** start The data **
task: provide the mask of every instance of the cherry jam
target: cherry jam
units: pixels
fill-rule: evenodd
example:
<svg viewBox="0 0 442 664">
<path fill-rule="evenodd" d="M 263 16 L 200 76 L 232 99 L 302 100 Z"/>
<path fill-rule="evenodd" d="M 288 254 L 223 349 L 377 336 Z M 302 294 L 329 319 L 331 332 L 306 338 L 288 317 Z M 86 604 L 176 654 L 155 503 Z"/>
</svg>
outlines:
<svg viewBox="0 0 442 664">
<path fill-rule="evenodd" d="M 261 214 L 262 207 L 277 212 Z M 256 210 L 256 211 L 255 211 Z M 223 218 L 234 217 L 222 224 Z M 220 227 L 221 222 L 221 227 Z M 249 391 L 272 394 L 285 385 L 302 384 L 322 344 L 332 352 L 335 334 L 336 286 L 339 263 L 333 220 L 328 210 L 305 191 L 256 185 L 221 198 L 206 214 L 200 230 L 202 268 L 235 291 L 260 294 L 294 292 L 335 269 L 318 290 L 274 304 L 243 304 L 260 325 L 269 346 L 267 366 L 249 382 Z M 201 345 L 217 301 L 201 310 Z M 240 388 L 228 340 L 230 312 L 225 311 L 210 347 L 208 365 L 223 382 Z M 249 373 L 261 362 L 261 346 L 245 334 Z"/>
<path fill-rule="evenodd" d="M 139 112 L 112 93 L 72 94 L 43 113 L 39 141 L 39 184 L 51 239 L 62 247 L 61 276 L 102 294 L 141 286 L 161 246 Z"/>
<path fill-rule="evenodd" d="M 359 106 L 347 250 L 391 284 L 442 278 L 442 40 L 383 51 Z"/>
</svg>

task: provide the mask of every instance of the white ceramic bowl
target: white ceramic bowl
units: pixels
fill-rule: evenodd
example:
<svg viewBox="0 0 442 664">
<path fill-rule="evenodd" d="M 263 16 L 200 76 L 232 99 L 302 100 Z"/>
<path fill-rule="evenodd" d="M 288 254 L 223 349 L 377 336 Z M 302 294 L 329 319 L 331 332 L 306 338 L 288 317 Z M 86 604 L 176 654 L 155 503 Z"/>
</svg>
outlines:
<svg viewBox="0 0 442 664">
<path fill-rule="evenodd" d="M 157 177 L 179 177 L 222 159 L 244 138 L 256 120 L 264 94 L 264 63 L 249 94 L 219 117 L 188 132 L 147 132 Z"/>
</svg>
** end The data **
## To be done
Copy the stretch of rows from the line containing "task: provide the mask of every instance of the white" through the end of the rows, keeping the requests and sample outlines unchanged. Lower every number in the answer outlines by 50, including the viewBox values and the path coordinates.

## Response for this exercise
task: provide the mask of every instance of the white ceramic bowl
target: white ceramic bowl
units: pixels
fill-rule: evenodd
example:
<svg viewBox="0 0 442 664">
<path fill-rule="evenodd" d="M 263 16 L 200 76 L 232 99 L 302 100 Z"/>
<path fill-rule="evenodd" d="M 288 254 L 223 349 L 377 336 Z M 302 294 L 329 319 L 331 332 L 306 338 L 288 317 Z M 86 604 L 176 654 L 155 503 Z"/>
</svg>
outlines:
<svg viewBox="-50 -50 392 614">
<path fill-rule="evenodd" d="M 107 127 L 129 127 L 172 109 L 194 88 L 206 70 L 214 44 L 214 13 L 199 44 L 169 67 L 138 82 L 97 82 Z"/>
</svg>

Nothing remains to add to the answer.